ABOUT THIS EXERCISE:
Only the closing part of the listing is wanted: reproduce exactly the line containing "of the corrugated" and all lines below it.

EXERCISE INPUT:
——————
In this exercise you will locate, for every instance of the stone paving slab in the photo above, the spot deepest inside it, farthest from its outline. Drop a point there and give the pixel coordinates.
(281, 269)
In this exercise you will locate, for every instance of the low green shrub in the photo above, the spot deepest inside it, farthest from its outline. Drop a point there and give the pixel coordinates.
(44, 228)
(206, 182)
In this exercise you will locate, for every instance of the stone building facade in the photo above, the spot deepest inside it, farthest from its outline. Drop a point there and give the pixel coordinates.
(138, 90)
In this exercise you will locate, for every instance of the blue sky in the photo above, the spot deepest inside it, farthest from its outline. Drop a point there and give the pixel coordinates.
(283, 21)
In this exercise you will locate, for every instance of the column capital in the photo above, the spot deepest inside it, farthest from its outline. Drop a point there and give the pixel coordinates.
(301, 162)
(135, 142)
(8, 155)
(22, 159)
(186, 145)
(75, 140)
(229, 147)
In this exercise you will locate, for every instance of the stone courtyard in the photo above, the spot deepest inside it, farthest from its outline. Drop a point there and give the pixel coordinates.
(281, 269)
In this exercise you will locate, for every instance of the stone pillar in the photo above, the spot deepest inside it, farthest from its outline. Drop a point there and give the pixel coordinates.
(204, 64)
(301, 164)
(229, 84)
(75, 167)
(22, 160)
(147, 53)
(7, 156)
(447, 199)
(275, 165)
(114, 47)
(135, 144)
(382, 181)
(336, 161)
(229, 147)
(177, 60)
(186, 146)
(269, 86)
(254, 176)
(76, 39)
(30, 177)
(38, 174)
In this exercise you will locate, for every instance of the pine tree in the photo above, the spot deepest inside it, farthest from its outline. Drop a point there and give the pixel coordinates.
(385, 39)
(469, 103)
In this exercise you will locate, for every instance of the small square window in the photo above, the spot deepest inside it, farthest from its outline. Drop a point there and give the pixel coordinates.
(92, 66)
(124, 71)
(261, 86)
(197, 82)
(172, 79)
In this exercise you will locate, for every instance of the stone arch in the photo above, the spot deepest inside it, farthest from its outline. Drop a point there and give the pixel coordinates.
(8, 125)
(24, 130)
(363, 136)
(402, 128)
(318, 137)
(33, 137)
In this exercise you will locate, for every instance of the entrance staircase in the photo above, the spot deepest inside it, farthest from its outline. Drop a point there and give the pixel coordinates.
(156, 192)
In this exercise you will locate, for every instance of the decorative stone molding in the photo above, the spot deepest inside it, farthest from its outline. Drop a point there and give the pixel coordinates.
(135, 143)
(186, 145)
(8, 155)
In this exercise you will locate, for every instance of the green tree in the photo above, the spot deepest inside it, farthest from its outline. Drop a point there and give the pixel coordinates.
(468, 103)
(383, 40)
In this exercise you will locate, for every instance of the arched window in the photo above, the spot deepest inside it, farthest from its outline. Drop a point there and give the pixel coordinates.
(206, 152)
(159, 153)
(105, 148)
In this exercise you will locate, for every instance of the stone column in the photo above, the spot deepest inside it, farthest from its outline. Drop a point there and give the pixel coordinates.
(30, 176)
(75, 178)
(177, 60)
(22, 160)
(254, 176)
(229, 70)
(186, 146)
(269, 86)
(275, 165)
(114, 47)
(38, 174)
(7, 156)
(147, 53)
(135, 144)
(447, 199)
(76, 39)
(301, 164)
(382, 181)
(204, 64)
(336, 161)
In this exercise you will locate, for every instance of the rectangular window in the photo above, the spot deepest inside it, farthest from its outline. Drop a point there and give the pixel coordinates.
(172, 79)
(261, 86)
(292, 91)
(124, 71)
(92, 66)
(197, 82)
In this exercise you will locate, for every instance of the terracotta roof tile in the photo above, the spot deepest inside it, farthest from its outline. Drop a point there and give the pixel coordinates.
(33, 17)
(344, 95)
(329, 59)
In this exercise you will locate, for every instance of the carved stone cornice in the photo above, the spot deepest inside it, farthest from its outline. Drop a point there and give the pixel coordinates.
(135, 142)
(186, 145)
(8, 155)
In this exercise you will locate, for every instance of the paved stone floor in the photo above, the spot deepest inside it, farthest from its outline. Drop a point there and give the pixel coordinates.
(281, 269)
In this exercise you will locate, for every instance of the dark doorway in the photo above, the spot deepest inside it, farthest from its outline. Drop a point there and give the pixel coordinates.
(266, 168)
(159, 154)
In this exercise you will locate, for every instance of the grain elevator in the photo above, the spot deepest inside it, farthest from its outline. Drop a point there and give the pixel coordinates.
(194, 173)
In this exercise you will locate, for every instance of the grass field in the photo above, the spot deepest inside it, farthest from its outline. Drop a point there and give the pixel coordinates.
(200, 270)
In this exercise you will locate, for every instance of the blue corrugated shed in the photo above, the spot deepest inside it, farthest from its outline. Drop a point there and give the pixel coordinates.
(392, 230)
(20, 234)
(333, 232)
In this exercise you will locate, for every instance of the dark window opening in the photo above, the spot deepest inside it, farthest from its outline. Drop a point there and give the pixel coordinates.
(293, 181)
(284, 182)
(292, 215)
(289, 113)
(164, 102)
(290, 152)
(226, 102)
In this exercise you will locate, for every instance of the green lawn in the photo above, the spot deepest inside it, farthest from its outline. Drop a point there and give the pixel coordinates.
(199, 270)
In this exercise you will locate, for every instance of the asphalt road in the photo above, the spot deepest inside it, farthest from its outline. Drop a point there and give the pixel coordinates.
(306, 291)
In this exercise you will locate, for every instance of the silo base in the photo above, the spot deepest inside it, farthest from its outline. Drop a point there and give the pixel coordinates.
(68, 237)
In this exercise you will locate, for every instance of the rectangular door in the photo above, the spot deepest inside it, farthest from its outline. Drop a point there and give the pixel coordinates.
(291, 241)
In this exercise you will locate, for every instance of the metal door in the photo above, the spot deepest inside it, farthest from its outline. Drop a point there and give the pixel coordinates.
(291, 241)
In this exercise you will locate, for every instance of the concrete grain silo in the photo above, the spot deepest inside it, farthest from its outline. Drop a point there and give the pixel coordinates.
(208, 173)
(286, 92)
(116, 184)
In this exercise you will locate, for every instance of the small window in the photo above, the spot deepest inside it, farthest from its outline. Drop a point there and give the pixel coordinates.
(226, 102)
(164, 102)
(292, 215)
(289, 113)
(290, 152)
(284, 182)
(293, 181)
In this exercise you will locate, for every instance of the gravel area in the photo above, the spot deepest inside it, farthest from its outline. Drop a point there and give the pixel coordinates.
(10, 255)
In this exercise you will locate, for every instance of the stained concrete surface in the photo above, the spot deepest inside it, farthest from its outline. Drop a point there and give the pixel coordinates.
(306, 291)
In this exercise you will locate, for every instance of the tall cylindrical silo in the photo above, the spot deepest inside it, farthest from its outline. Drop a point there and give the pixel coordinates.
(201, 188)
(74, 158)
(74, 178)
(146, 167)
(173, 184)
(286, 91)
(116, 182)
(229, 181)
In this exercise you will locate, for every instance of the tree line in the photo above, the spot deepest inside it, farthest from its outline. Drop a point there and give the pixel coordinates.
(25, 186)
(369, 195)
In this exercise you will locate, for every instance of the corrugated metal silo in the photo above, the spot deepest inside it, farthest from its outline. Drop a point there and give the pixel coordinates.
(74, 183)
——————
REPLY TO THE TASK:
In this exercise you will locate, for every instance of the corrugated metal silo in the photo above, the spot deepest inside it, farthest from its outline. Drop a point there and give the pixel coordinates.
(74, 183)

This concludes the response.